= What you have to do =
Please count the lines below that contain the string "clicks", treating uppercase and lowercase as different, and give only the number.

Segmentation mask data:
__________

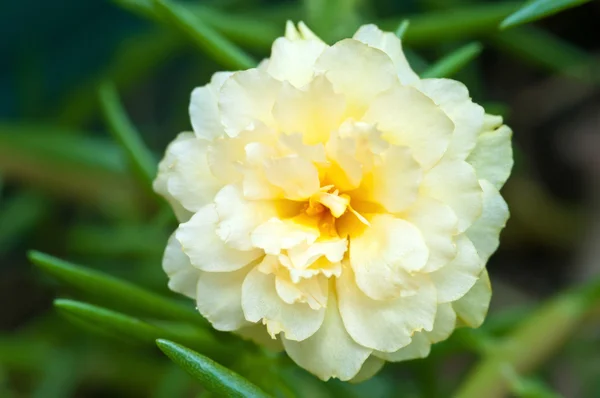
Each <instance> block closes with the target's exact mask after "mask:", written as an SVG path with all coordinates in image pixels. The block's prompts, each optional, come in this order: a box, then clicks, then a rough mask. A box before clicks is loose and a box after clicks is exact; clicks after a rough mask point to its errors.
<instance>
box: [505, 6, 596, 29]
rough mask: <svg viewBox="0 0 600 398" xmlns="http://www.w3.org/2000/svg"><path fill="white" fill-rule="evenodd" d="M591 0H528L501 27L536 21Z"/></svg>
mask: <svg viewBox="0 0 600 398" xmlns="http://www.w3.org/2000/svg"><path fill="white" fill-rule="evenodd" d="M590 1H591V0H533V1H529V2H527V3H526V4H525V5H524V6H523V7H521V8H519V9H518V10H517V11H515V12H514V13H512V14H510V15H509V16H508V17H506V19H504V21H502V23H501V24H500V28H501V29H506V28H512V27H513V26H517V25H521V24H524V23H528V22H532V21H536V20H538V19H542V18H545V17H548V16H550V15H554V14H556V13H558V12H561V11H563V10H566V9H567V8H571V7H576V6H579V5H582V4H585V3H588V2H590Z"/></svg>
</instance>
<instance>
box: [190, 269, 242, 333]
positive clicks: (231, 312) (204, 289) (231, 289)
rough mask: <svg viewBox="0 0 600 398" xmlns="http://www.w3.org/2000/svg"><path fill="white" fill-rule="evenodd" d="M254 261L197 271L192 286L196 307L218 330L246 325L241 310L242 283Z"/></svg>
mask: <svg viewBox="0 0 600 398" xmlns="http://www.w3.org/2000/svg"><path fill="white" fill-rule="evenodd" d="M253 267H254V265H248V266H246V267H244V268H241V269H239V270H237V271H232V272H203V271H199V272H200V277H199V278H198V285H197V289H196V307H197V308H198V311H200V313H201V314H202V316H204V317H205V318H206V319H208V321H209V322H210V323H211V324H212V326H213V327H214V328H215V329H217V330H221V331H225V332H228V331H231V330H237V329H239V328H241V327H244V326H248V321H246V318H245V317H244V312H243V311H242V283H243V282H244V279H245V278H246V275H248V272H250V270H251V269H252V268H253Z"/></svg>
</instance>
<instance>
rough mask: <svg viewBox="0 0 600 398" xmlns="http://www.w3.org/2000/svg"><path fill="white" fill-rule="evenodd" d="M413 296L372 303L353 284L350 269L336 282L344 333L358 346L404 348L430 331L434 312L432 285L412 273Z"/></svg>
mask: <svg viewBox="0 0 600 398" xmlns="http://www.w3.org/2000/svg"><path fill="white" fill-rule="evenodd" d="M413 281H414V283H415V284H417V288H416V289H415V291H414V294H413V295H410V296H406V297H399V298H397V299H393V300H373V299H371V298H369V297H368V296H366V295H365V294H364V293H363V292H362V291H361V290H360V289H359V288H358V286H357V285H356V282H355V281H354V275H353V272H352V270H351V269H350V268H345V269H344V271H343V272H342V275H341V277H340V278H339V279H338V280H337V281H336V282H337V283H336V287H337V292H338V300H339V307H340V314H341V315H342V319H343V321H344V326H345V327H346V330H347V331H348V333H349V334H350V336H352V338H353V339H354V341H356V342H357V343H358V344H360V345H362V346H365V347H368V348H372V349H374V350H378V351H384V352H394V351H398V350H399V349H400V348H402V347H405V346H407V345H408V344H409V343H410V341H411V336H412V335H413V334H414V333H415V332H417V331H420V330H432V328H433V320H434V318H435V313H436V309H437V297H436V293H435V288H434V286H433V284H432V283H431V282H430V281H429V280H428V279H427V278H426V276H423V275H420V274H418V273H417V274H415V275H414V276H413Z"/></svg>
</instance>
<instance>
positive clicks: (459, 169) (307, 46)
mask: <svg viewBox="0 0 600 398" xmlns="http://www.w3.org/2000/svg"><path fill="white" fill-rule="evenodd" d="M190 116H191V122H192V126H193V130H194V132H193V133H182V134H180V135H179V136H178V137H177V138H176V139H175V140H174V141H173V142H172V143H171V144H170V145H169V147H168V148H167V152H166V155H165V158H164V159H163V160H162V162H161V164H160V170H159V174H158V177H157V178H156V181H155V190H156V191H157V192H158V193H160V194H161V195H163V196H164V197H165V198H166V199H167V200H168V201H169V202H170V203H171V204H172V206H173V208H174V210H175V212H176V214H177V216H178V218H179V220H180V222H181V224H180V225H179V228H178V229H177V230H176V231H175V233H174V234H173V235H172V236H171V238H170V240H169V242H168V246H167V248H166V252H165V256H164V262H163V266H164V269H165V271H166V273H167V274H168V275H169V277H170V281H169V286H170V288H171V289H173V290H174V291H177V292H180V293H183V294H185V295H187V296H189V297H192V298H194V299H195V300H196V302H197V307H198V310H199V311H200V313H201V314H202V315H203V316H204V317H206V318H207V319H208V320H209V321H210V322H211V323H212V325H213V326H214V327H215V328H216V329H218V330H223V331H236V332H237V333H240V334H242V335H244V336H252V337H253V338H255V339H257V340H260V341H266V340H268V337H269V336H271V338H272V339H275V342H281V343H283V347H284V349H285V350H286V351H287V353H288V354H289V356H290V357H291V358H292V359H293V360H294V361H295V362H296V363H298V364H299V365H300V366H302V367H303V368H305V369H307V370H309V371H310V372H312V373H314V374H315V375H317V376H318V377H320V378H322V379H324V380H326V379H329V378H330V377H336V378H339V379H342V380H349V379H355V380H356V379H365V378H368V377H370V376H372V375H373V374H374V373H375V372H376V371H377V370H379V368H381V366H382V365H383V363H384V361H401V360H407V359H412V358H420V357H425V356H427V355H428V353H429V349H430V346H431V344H432V343H435V342H438V341H441V340H444V339H446V338H447V337H448V336H449V335H450V334H451V333H452V331H453V330H454V328H455V327H456V326H457V322H458V321H460V323H462V324H466V325H469V326H472V327H477V326H479V325H480V324H481V323H482V322H483V319H484V317H485V314H486V312H487V308H488V304H489V300H490V296H491V290H490V284H489V279H488V276H487V273H486V271H485V263H486V261H487V259H488V258H489V256H490V255H491V254H492V253H493V252H494V251H495V250H496V248H497V246H498V236H499V233H500V230H501V229H502V228H503V226H504V224H505V222H506V220H507V218H508V209H507V206H506V203H505V202H504V200H503V199H502V197H501V196H500V194H499V193H498V190H499V189H500V187H501V186H502V185H503V184H504V182H505V181H506V179H507V178H508V175H509V173H510V169H511V167H512V150H511V146H510V137H511V131H510V129H509V128H508V127H506V126H504V125H502V119H501V118H500V117H497V116H490V115H485V112H484V110H483V108H482V107H481V106H479V105H477V104H474V103H473V102H472V101H471V99H470V97H469V93H468V91H467V88H466V87H465V86H464V85H463V84H461V83H459V82H457V81H454V80H449V79H420V78H419V77H418V76H417V75H416V74H415V73H414V72H413V71H412V69H411V68H410V66H409V65H408V63H407V61H406V58H405V57H404V54H403V52H402V46H401V43H400V40H399V39H398V38H397V37H396V36H395V35H393V34H392V33H387V32H385V33H384V32H382V31H380V30H379V29H378V28H377V27H376V26H374V25H366V26H363V27H361V28H360V29H359V30H358V31H357V32H356V34H355V35H354V37H353V38H352V39H346V40H342V41H339V42H337V43H335V44H334V45H332V46H328V45H327V44H325V43H324V42H323V41H321V40H320V39H319V38H318V37H317V36H316V35H315V34H314V33H312V32H311V31H310V30H309V29H308V28H307V27H306V26H305V25H304V24H302V23H300V24H299V25H298V27H297V28H296V27H294V26H293V25H292V24H291V23H288V25H287V27H286V34H285V37H281V38H278V39H277V40H276V41H275V43H274V44H273V50H272V54H271V58H270V59H268V60H265V61H263V62H262V63H261V64H260V65H259V66H258V67H257V68H255V69H250V70H246V71H240V72H233V73H231V72H219V73H216V74H215V75H214V76H213V78H212V80H211V82H210V83H209V84H207V85H205V86H203V87H199V88H196V89H195V90H194V91H193V92H192V96H191V103H190ZM265 337H267V339H265Z"/></svg>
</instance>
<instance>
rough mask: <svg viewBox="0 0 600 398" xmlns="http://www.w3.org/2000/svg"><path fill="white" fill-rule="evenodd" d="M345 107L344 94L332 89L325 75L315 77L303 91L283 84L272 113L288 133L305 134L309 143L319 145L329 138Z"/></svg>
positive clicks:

__________

= Expected answer =
4